— Start of Data —

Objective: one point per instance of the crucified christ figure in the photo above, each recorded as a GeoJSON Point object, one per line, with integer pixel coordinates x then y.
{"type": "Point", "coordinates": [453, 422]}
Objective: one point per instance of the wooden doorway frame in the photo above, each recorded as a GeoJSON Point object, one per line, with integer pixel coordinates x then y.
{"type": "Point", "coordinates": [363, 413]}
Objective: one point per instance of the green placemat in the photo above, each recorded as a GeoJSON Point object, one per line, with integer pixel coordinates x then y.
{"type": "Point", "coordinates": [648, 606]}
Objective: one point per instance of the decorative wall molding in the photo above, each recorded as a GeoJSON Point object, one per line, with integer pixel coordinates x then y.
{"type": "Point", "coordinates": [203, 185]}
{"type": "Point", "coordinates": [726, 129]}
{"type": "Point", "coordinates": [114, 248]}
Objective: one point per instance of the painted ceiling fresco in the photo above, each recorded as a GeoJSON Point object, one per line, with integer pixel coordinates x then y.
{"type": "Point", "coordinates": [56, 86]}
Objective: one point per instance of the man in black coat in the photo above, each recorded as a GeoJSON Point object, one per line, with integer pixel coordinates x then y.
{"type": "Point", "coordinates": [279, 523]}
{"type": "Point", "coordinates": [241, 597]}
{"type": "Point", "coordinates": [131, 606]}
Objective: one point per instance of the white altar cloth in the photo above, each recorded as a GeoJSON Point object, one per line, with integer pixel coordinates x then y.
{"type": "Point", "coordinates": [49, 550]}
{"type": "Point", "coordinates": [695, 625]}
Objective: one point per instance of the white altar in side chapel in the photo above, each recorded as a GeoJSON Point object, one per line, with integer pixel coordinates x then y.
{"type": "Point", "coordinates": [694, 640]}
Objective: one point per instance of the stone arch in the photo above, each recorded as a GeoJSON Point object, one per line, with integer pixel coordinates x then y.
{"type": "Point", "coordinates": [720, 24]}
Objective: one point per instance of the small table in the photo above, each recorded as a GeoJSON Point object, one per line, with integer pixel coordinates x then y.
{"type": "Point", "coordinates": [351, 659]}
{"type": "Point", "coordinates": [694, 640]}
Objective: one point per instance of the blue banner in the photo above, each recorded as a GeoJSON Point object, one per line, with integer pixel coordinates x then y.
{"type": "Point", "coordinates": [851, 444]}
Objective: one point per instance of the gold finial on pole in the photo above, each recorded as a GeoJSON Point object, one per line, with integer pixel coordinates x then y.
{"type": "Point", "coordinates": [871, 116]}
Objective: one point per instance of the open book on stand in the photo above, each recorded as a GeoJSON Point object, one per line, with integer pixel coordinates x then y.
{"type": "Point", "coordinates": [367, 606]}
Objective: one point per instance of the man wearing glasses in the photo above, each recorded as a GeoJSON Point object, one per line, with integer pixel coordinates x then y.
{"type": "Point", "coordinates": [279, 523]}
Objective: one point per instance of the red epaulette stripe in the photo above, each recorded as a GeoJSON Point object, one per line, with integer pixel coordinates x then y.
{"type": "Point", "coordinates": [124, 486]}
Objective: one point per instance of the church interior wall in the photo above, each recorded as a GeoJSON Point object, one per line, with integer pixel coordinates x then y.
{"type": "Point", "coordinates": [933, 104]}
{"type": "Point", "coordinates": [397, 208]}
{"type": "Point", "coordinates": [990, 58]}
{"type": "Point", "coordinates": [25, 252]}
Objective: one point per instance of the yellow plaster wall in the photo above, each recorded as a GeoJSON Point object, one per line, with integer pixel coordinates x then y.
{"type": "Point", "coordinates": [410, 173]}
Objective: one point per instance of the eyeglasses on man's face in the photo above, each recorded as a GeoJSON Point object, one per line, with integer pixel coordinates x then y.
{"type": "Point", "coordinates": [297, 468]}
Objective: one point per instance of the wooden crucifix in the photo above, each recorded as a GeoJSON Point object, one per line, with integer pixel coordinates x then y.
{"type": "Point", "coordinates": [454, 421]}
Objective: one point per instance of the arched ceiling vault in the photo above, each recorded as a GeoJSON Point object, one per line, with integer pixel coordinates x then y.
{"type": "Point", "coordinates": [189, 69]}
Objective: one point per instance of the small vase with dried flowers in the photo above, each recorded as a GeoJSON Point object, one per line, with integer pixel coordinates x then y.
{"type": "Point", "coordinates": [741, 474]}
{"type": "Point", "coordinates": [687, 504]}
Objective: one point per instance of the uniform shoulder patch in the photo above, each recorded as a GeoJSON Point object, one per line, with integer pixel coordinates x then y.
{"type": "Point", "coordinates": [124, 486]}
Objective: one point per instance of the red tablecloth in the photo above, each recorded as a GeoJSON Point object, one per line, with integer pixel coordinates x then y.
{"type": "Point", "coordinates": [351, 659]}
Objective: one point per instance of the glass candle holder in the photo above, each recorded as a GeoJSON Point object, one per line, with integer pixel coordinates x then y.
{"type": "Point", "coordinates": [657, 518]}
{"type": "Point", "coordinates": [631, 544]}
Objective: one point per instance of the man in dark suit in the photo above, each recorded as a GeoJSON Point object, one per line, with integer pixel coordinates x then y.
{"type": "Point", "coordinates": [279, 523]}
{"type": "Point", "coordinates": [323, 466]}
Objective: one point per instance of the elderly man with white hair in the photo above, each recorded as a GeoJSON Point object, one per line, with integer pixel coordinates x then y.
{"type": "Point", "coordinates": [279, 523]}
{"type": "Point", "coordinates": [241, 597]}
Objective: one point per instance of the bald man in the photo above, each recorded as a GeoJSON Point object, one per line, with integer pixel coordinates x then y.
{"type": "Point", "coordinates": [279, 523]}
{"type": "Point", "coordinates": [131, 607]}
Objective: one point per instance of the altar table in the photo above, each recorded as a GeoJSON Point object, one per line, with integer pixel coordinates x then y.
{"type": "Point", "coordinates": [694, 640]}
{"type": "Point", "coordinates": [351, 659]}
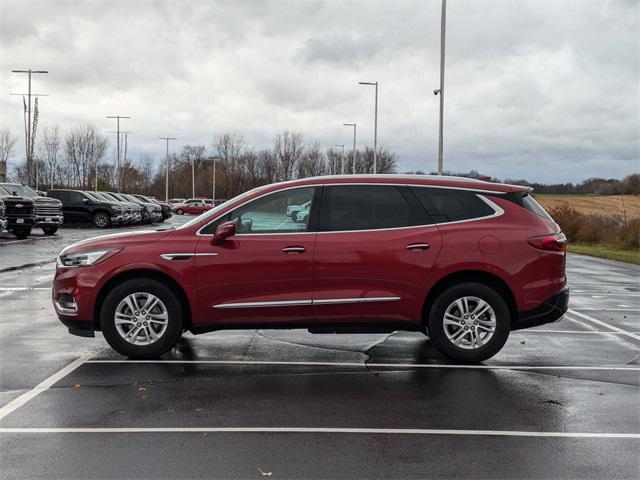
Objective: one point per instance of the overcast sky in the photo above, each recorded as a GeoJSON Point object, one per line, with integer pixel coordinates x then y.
{"type": "Point", "coordinates": [543, 90]}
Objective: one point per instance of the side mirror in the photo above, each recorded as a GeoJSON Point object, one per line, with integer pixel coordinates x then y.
{"type": "Point", "coordinates": [224, 231]}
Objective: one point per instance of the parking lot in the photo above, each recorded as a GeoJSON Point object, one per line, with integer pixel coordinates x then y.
{"type": "Point", "coordinates": [559, 401]}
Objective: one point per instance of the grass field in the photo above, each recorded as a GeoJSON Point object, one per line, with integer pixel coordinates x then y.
{"type": "Point", "coordinates": [605, 205]}
{"type": "Point", "coordinates": [610, 238]}
{"type": "Point", "coordinates": [610, 252]}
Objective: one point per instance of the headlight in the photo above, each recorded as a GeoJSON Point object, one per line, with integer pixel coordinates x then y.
{"type": "Point", "coordinates": [84, 259]}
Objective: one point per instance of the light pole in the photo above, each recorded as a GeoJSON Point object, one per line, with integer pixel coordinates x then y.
{"type": "Point", "coordinates": [341, 158]}
{"type": "Point", "coordinates": [375, 128]}
{"type": "Point", "coordinates": [443, 21]}
{"type": "Point", "coordinates": [354, 143]}
{"type": "Point", "coordinates": [29, 145]}
{"type": "Point", "coordinates": [193, 177]}
{"type": "Point", "coordinates": [166, 187]}
{"type": "Point", "coordinates": [118, 117]}
{"type": "Point", "coordinates": [213, 178]}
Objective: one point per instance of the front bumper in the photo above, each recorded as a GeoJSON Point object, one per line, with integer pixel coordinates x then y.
{"type": "Point", "coordinates": [46, 220]}
{"type": "Point", "coordinates": [551, 310]}
{"type": "Point", "coordinates": [17, 222]}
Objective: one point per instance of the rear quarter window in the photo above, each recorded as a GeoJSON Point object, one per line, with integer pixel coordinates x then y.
{"type": "Point", "coordinates": [530, 204]}
{"type": "Point", "coordinates": [452, 205]}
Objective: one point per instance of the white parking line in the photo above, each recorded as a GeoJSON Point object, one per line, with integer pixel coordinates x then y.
{"type": "Point", "coordinates": [20, 289]}
{"type": "Point", "coordinates": [633, 310]}
{"type": "Point", "coordinates": [42, 386]}
{"type": "Point", "coordinates": [365, 431]}
{"type": "Point", "coordinates": [604, 324]}
{"type": "Point", "coordinates": [379, 365]}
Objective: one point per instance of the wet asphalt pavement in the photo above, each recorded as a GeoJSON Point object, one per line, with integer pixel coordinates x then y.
{"type": "Point", "coordinates": [559, 401]}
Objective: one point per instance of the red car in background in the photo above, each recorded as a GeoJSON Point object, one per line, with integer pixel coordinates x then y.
{"type": "Point", "coordinates": [461, 260]}
{"type": "Point", "coordinates": [193, 206]}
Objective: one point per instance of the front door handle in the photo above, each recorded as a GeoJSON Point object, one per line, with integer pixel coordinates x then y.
{"type": "Point", "coordinates": [418, 246]}
{"type": "Point", "coordinates": [293, 249]}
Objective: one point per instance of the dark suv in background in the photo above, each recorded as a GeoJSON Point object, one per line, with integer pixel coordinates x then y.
{"type": "Point", "coordinates": [79, 207]}
{"type": "Point", "coordinates": [49, 215]}
{"type": "Point", "coordinates": [20, 213]}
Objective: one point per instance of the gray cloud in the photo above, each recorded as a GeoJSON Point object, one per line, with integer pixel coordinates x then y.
{"type": "Point", "coordinates": [543, 90]}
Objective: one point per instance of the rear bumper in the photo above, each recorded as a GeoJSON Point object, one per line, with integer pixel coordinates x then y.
{"type": "Point", "coordinates": [548, 311]}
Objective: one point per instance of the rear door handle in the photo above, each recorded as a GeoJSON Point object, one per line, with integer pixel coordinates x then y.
{"type": "Point", "coordinates": [418, 246]}
{"type": "Point", "coordinates": [293, 249]}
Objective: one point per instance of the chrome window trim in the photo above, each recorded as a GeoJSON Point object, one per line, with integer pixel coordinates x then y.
{"type": "Point", "coordinates": [497, 209]}
{"type": "Point", "coordinates": [307, 303]}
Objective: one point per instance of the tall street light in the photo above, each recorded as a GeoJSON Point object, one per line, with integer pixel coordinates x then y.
{"type": "Point", "coordinates": [166, 187]}
{"type": "Point", "coordinates": [118, 117]}
{"type": "Point", "coordinates": [443, 21]}
{"type": "Point", "coordinates": [375, 128]}
{"type": "Point", "coordinates": [213, 178]}
{"type": "Point", "coordinates": [29, 145]}
{"type": "Point", "coordinates": [341, 159]}
{"type": "Point", "coordinates": [354, 144]}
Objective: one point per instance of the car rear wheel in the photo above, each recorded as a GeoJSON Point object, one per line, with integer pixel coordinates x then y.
{"type": "Point", "coordinates": [101, 220]}
{"type": "Point", "coordinates": [469, 322]}
{"type": "Point", "coordinates": [141, 318]}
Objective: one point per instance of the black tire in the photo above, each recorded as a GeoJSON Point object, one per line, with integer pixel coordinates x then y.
{"type": "Point", "coordinates": [436, 328]}
{"type": "Point", "coordinates": [170, 336]}
{"type": "Point", "coordinates": [22, 232]}
{"type": "Point", "coordinates": [101, 220]}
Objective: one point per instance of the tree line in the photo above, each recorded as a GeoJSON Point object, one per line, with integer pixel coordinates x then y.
{"type": "Point", "coordinates": [80, 158]}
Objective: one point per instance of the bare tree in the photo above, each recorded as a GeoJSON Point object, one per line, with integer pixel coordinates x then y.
{"type": "Point", "coordinates": [84, 149]}
{"type": "Point", "coordinates": [312, 163]}
{"type": "Point", "coordinates": [49, 150]}
{"type": "Point", "coordinates": [7, 143]}
{"type": "Point", "coordinates": [288, 149]}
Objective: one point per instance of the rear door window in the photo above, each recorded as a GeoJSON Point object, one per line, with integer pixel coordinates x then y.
{"type": "Point", "coordinates": [367, 207]}
{"type": "Point", "coordinates": [445, 205]}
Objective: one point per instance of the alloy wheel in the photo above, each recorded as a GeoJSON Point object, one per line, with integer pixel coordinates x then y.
{"type": "Point", "coordinates": [469, 322]}
{"type": "Point", "coordinates": [141, 318]}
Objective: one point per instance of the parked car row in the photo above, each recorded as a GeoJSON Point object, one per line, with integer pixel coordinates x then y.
{"type": "Point", "coordinates": [106, 209]}
{"type": "Point", "coordinates": [23, 209]}
{"type": "Point", "coordinates": [194, 205]}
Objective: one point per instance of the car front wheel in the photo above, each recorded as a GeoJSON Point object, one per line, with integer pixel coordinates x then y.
{"type": "Point", "coordinates": [469, 322]}
{"type": "Point", "coordinates": [22, 232]}
{"type": "Point", "coordinates": [141, 318]}
{"type": "Point", "coordinates": [101, 220]}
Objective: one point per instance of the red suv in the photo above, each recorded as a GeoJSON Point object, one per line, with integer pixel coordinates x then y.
{"type": "Point", "coordinates": [464, 261]}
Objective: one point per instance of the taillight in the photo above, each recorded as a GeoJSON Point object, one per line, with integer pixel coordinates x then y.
{"type": "Point", "coordinates": [556, 242]}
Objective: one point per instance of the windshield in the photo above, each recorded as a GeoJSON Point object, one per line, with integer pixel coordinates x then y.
{"type": "Point", "coordinates": [215, 210]}
{"type": "Point", "coordinates": [20, 191]}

— End of Data —

→ Goal
Beginning with the line that contains "Objective: one point per instance of the rear door window", repeat every line through the end of the records and nothing more.

→ Final answer
Objective: one point per instance of the rear door window in the photo above, each recorded as a GeoJSON Point object, one per line, with integer pixel coordinates x then y.
{"type": "Point", "coordinates": [367, 207]}
{"type": "Point", "coordinates": [445, 205]}
Objective: one point per instance of the alloy wheel in the photo above, each recorded as a GeoJSON Point object, one per line, with integer pixel coordinates x then y.
{"type": "Point", "coordinates": [469, 322]}
{"type": "Point", "coordinates": [141, 318]}
Objective: one point per instance of the parked car row in the photo above, each recorded as a GeoJSON Point object, one per line, with integer pixel coordinates x then y.
{"type": "Point", "coordinates": [106, 209]}
{"type": "Point", "coordinates": [23, 209]}
{"type": "Point", "coordinates": [194, 205]}
Objective: one point per instance of the car front wheel in the photo above, each recorded as a GeoJSON Point object, one per line, with integer pixel coordinates x then y.
{"type": "Point", "coordinates": [469, 322]}
{"type": "Point", "coordinates": [22, 232]}
{"type": "Point", "coordinates": [141, 318]}
{"type": "Point", "coordinates": [101, 220]}
Objective: one point per instance of the red suv in the photo above, each recorded as a GeoJSON Point object, one per line, with integer pixel coordinates x then y.
{"type": "Point", "coordinates": [464, 261]}
Objective: one point per instance of the taillight in the photo above, each recorded as a GeoJSON Point object, one per line, with integer pixel coordinates x then y.
{"type": "Point", "coordinates": [556, 242]}
Objective: one point per instance of the windshield in the photo above, each recorded as a GeoJSON Point object, one per line, with integer pixel coordinates x then y.
{"type": "Point", "coordinates": [215, 210]}
{"type": "Point", "coordinates": [20, 191]}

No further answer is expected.